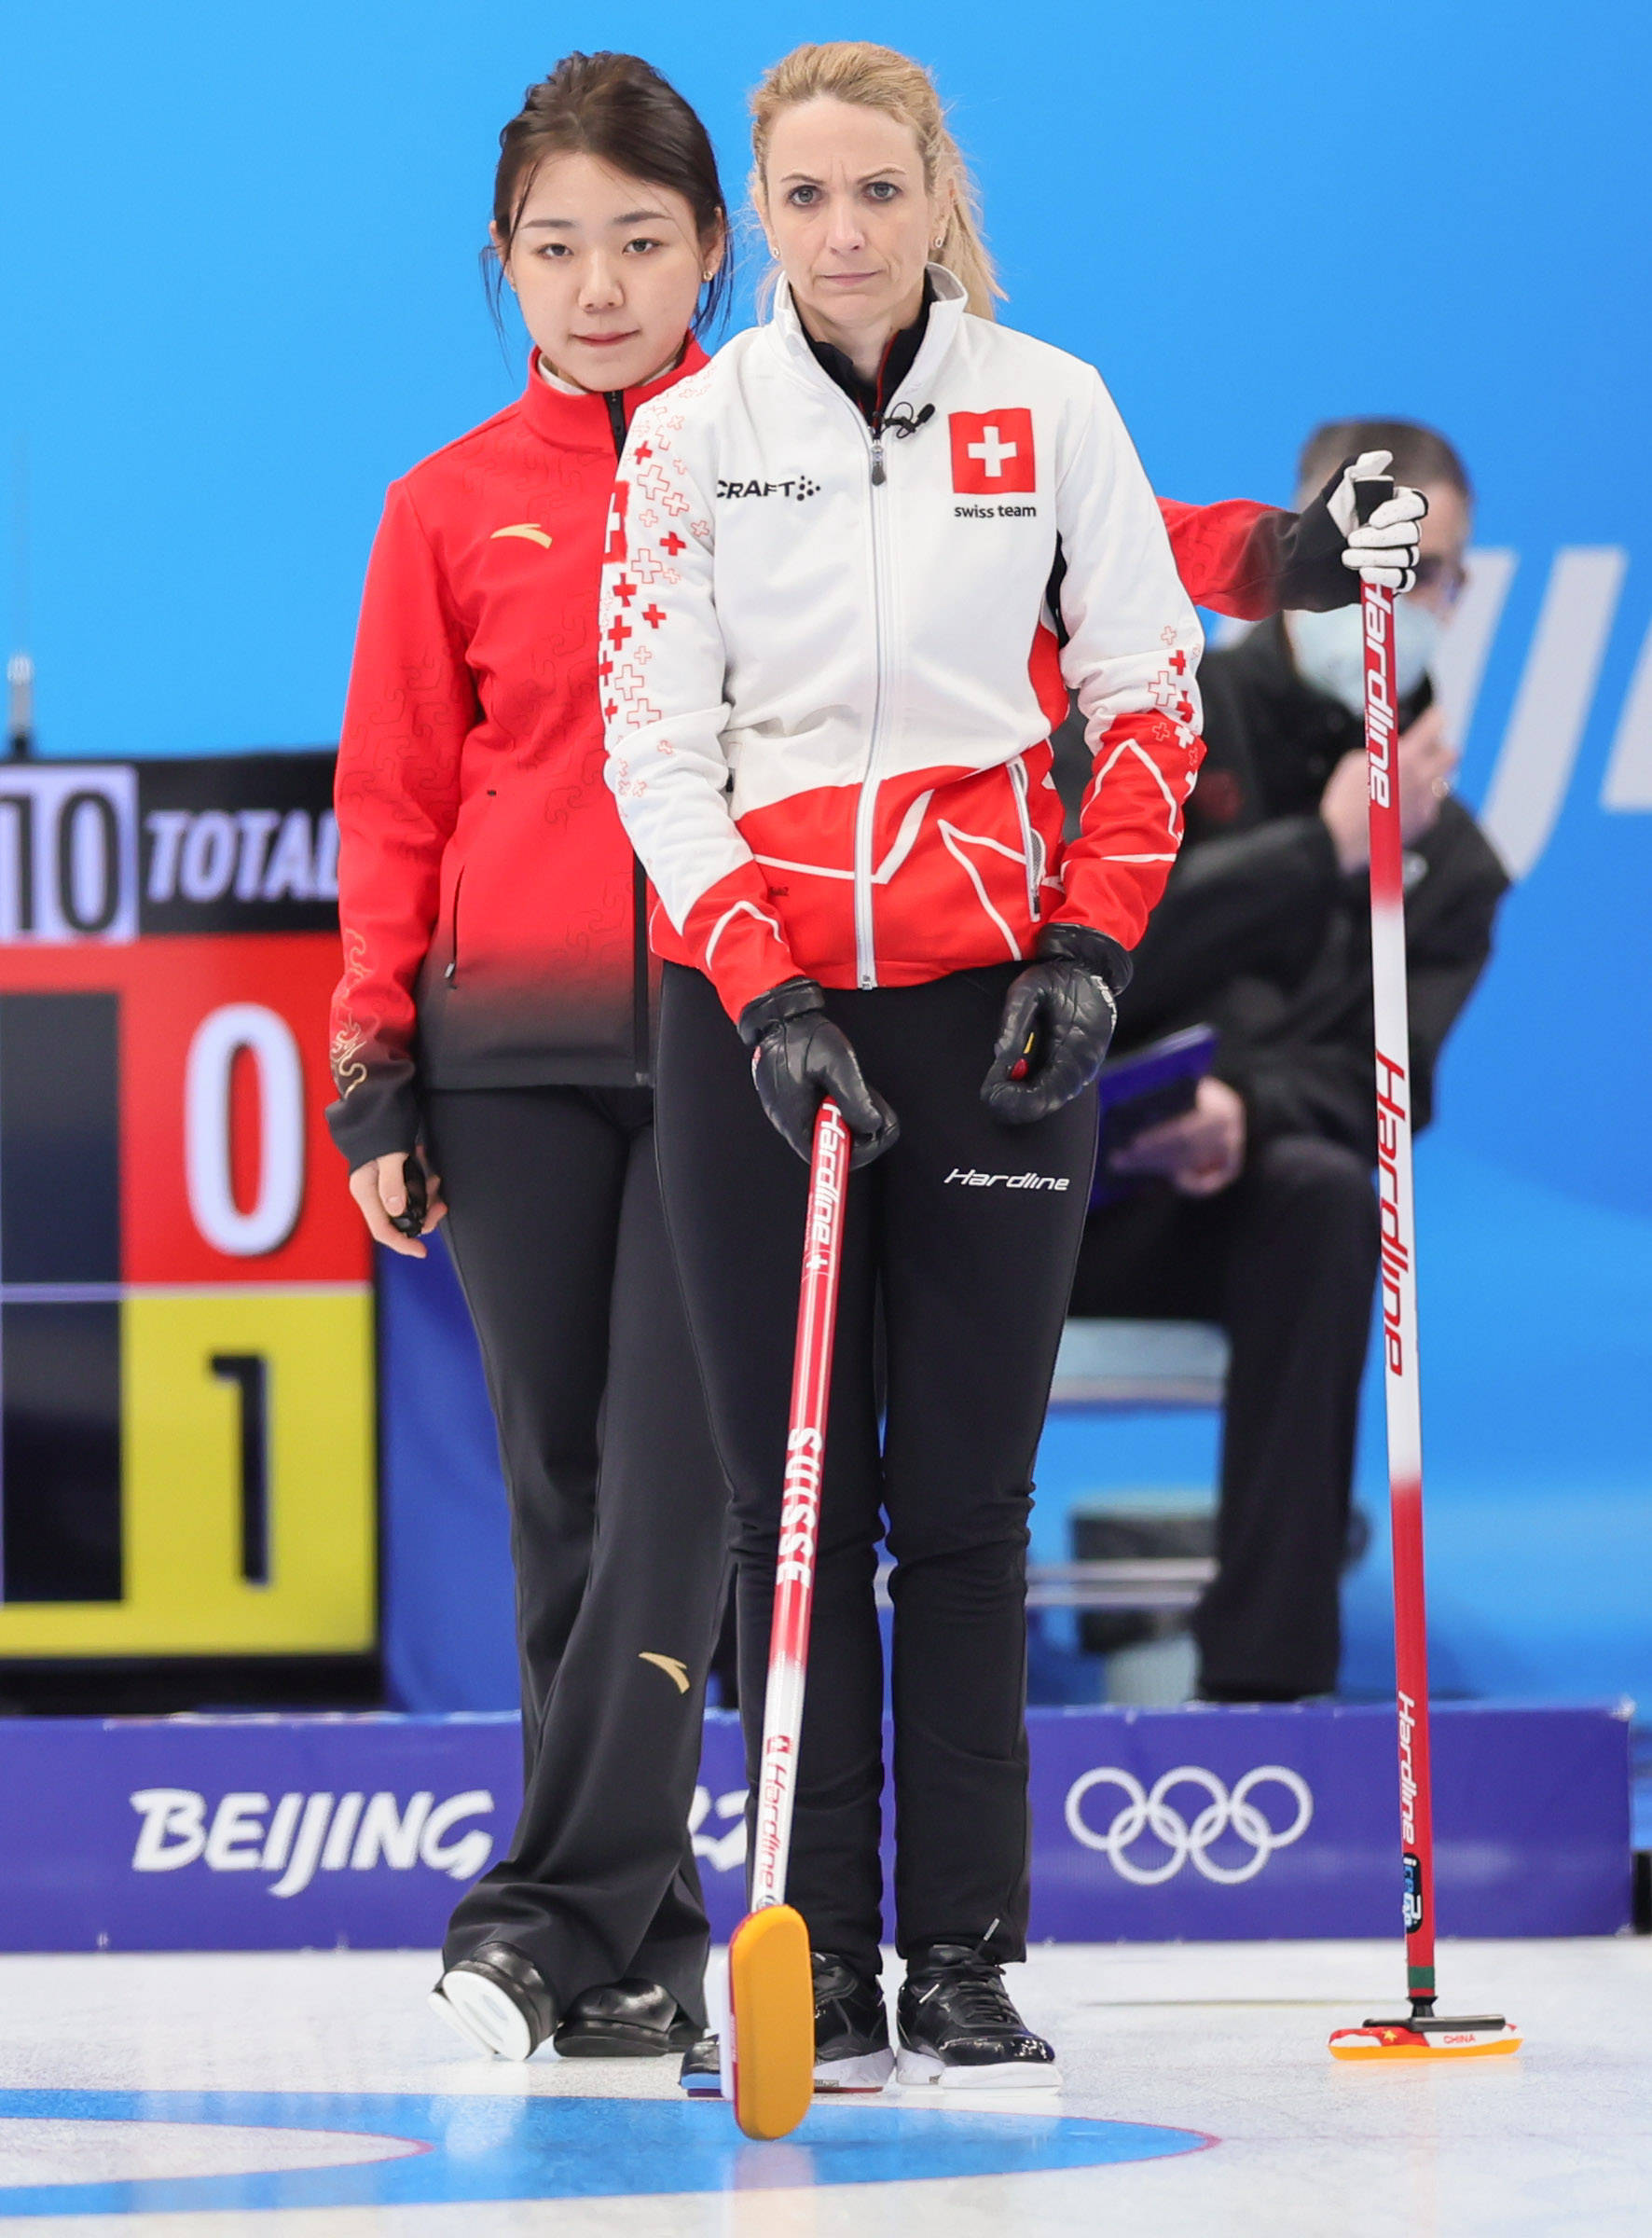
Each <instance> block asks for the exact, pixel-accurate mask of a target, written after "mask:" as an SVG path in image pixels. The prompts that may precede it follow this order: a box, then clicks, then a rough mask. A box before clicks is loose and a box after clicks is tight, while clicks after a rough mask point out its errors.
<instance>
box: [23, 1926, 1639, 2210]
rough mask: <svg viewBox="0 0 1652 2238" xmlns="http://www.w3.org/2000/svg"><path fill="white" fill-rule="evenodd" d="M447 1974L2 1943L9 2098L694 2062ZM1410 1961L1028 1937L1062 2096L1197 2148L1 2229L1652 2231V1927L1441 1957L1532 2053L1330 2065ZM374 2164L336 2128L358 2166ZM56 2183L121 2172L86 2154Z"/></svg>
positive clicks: (159, 2138)
mask: <svg viewBox="0 0 1652 2238" xmlns="http://www.w3.org/2000/svg"><path fill="white" fill-rule="evenodd" d="M432 1976H434V1960H432V1958H430V1956H423V1954H304V1956H226V1958H215V1956H184V1958H170V1956H168V1958H159V1956H157V1958H125V1956H98V1958H0V2014H2V2016H4V2021H2V2030H4V2032H2V2034H0V2088H13V2090H16V2088H58V2090H67V2088H114V2090H134V2088H148V2090H231V2088H242V2090H441V2093H461V2090H463V2093H479V2095H490V2093H492V2095H501V2097H515V2095H522V2093H566V2095H575V2097H593V2095H609V2093H611V2095H622V2097H654V2095H676V2086H674V2068H676V2061H647V2063H618V2061H616V2063H607V2061H604V2063H595V2061H580V2063H578V2066H562V2063H560V2061H555V2059H553V2057H548V2054H546V2052H542V2054H539V2057H537V2059H533V2061H531V2063H528V2066H501V2063H490V2061H484V2059H466V2057H463V2054H461V2052H459V2046H457V2043H454V2039H452V2037H448V2032H445V2030H443V2028H441V2025H439V2023H437V2021H434V2019H432V2016H430V2014H428V2012H425V2005H423V1994H425V1990H428V1987H430V1981H432ZM1397 1978H1399V1952H1397V1947H1392V1945H1368V1943H1274V1945H1258V1943H1249V1945H1180V1947H1142V1945H1133V1947H1121V1949H1110V1947H1108V1949H1095V1947H1088V1949H1077V1947H1070V1945H1068V1947H1045V1949H1039V1952H1034V1956H1032V1963H1030V1965H1027V1967H1025V1969H1021V1972H1019V1974H1012V1985H1014V1990H1016V1992H1019V1999H1021V2005H1023V2010H1025V2014H1027V2019H1030V2021H1034V2023H1036V2025H1039V2028H1043V2030H1045V2032H1048V2034H1050V2037H1052V2039H1054V2043H1057V2050H1059V2054H1061V2066H1063V2072H1066V2077H1068V2088H1066V2093H1063V2095H1061V2099H1059V2106H1061V2110H1066V2113H1074V2115H1099V2117H1110V2119H1128V2122H1160V2124H1171V2126H1182V2128H1198V2131H1204V2133H1209V2135H1213V2137H1215V2140H1220V2142H1218V2144H1215V2148H1213V2151H1207V2153H1193V2155H1186V2157H1180V2160H1157V2162H1137V2164H1124V2166H1104V2169H1079V2171H1061V2173H1043V2175H994V2178H967V2180H963V2178H960V2180H938V2182H909V2184H855V2187H835V2189H799V2191H728V2193H676V2195H647V2198H602V2200H580V2198H571V2200H569V2198H564V2200H555V2202H546V2204H535V2202H517V2204H463V2207H398V2209H365V2207H363V2209H345V2207H329V2209H307V2211H293V2209H282V2211H266V2213H251V2211H237V2213H166V2216H119V2218H114V2216H63V2218H49V2220H45V2222H38V2220H27V2222H25V2220H22V2218H4V2216H0V2227H4V2229H13V2231H25V2229H38V2231H51V2234H54V2238H56V2234H60V2238H90V2234H98V2238H114V2234H116V2231H125V2234H134V2238H137V2234H141V2238H161V2234H166V2238H228V2234H233V2238H300V2234H302V2238H369V2234H372V2238H378V2234H385V2238H403V2234H405V2238H448V2234H463V2238H506V2234H508V2238H526V2234H535V2238H539V2234H544V2231H555V2234H557V2238H1010V2234H1014V2238H1023V2234H1027V2238H1045V2234H1048V2238H1115V2234H1119V2238H1126V2234H1128V2238H1392V2234H1404V2238H1493V2234H1495V2238H1556V2234H1571V2231H1578V2234H1583V2231H1587V2234H1592V2238H1648V2234H1652V1943H1645V1940H1618V1943H1609V1940H1580V1943H1464V1945H1446V1947H1444V1949H1442V1978H1444V1983H1446V1992H1448V1999H1446V2001H1448V2005H1451V2007H1455V2010H1506V2012H1509V2014H1511V2019H1515V2021H1518V2023H1520V2025H1522V2030H1524V2034H1527V2048H1524V2050H1522V2052H1518V2054H1515V2057H1513V2059H1477V2061H1464V2063H1457V2066H1439V2068H1424V2066H1412V2063H1404V2066H1379V2068H1350V2066H1341V2063H1336V2061H1332V2059H1330V2057H1327V2052H1325V2037H1327V2032H1330V2030H1332V2028H1339V2025H1345V2023H1357V2021H1361V2019H1363V2016H1365V2014H1368V2012H1379V2010H1381V2012H1386V2010H1392V2005H1395V1983H1397ZM891 2097H893V2093H891ZM1025 2097H1027V2095H1023V2093H1016V2099H1021V2110H1025ZM920 2101H922V2104H933V2095H931V2093H924V2095H922V2099H920ZM978 2104H983V2101H980V2099H974V2097H972V2101H969V2106H967V2108H960V2110H965V2113H967V2110H969V2108H974V2106H978ZM996 2104H1001V2106H1003V2104H1007V2101H1005V2099H996ZM712 2117H716V2115H714V2113H712ZM0 2128H7V2124H0ZM16 2128H18V2146H20V2148H25V2151H27V2153H29V2155H31V2160H29V2173H27V2175H22V2173H20V2171H18V2173H13V2166H16V2164H13V2166H7V2164H4V2162H0V2180H11V2182H18V2180H34V2182H40V2180H49V2178H51V2166H49V2155H51V2153H54V2151H56V2148H60V2146H63V2142H65V2140H63V2137H58V2140H56V2142H54V2137H51V2135H47V2124H27V2128H29V2131H31V2135H29V2137H22V2128H25V2124H18V2126H16ZM226 2140H231V2142H228V2144H226ZM244 2142H246V2131H242V2133H228V2131H222V2128H219V2131H206V2133H193V2135H190V2133H184V2131H179V2128H177V2126H170V2135H168V2137H159V2131H157V2137H154V2140H152V2144H150V2146H146V2157H143V2171H146V2173H179V2175H181V2173H190V2171H197V2169H204V2166H208V2162H206V2160H204V2157H199V2155H215V2157H213V2160H210V2166H215V2169H228V2166H231V2160H226V2157H222V2155H226V2153H228V2155H235V2153H237V2151H240V2148H242V2144H244ZM322 2142H325V2144H331V2146H340V2140H316V2137H313V2133H311V2135H309V2137H302V2135H295V2133H291V2131H287V2133H280V2144H282V2151H284V2153H287V2155H289V2157H287V2160H284V2164H287V2166H293V2164H309V2166H316V2164H318V2160H316V2157H313V2153H316V2151H318V2148H320V2146H322ZM385 2146H389V2140H385ZM376 2151H381V2146H376V2144H374V2142H372V2140H351V2142H349V2157H369V2153H376ZM770 2151H772V2148H770ZM329 2157H334V2155H331V2153H329ZM340 2157H342V2155H340ZM233 2164H235V2166H248V2164H262V2166H275V2164H278V2162H275V2160H271V2157H262V2155H257V2153H253V2160H251V2162H248V2160H246V2157H240V2160H233ZM60 2173H63V2175H74V2178H81V2180H85V2178H87V2175H92V2173H105V2171H103V2169H98V2171H94V2169H90V2166H87V2164H85V2160H81V2157H78V2153H76V2155H74V2166H69V2169H63V2171H60ZM107 2173H116V2171H114V2169H110V2171H107ZM119 2173H137V2169H132V2166H123V2169H121V2171H119Z"/></svg>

▶ **WHAT YOU SHOULD DO**:
Render the part of the rows above, from their very start through the line containing "positive clicks: (159, 2138)" (that line included), as a Markdown table with the columns Line and Text. Give each line its number, skip blank lines, and leave the pictures out.

▶ **RESULT OF THE TASK**:
| Line | Text |
|---|---|
| 1 | Each <instance> block asks for the exact, pixel-accurate mask of a target, written after "mask:" as an SVG path in image pixels. The prompts that may precede it follow this order: a box, then clicks, then a rough mask. A box before clicks is loose and a box after clicks is tight, while clicks after a rough mask point out its errors. |
| 2 | <instance> |
| 3 | box: [23, 1926, 1639, 2210] |
| 4 | rough mask: <svg viewBox="0 0 1652 2238" xmlns="http://www.w3.org/2000/svg"><path fill="white" fill-rule="evenodd" d="M447 1974L2 1943L9 2098L694 2062ZM1410 1961L1028 1937L1062 2096L1197 2148L1 2229L1652 2231V1927L1441 1957L1532 2053L1330 2065ZM374 2164L336 2128L358 2166ZM56 2183L121 2172L86 2154Z"/></svg> |
| 5 | positive clicks: (159, 2138) |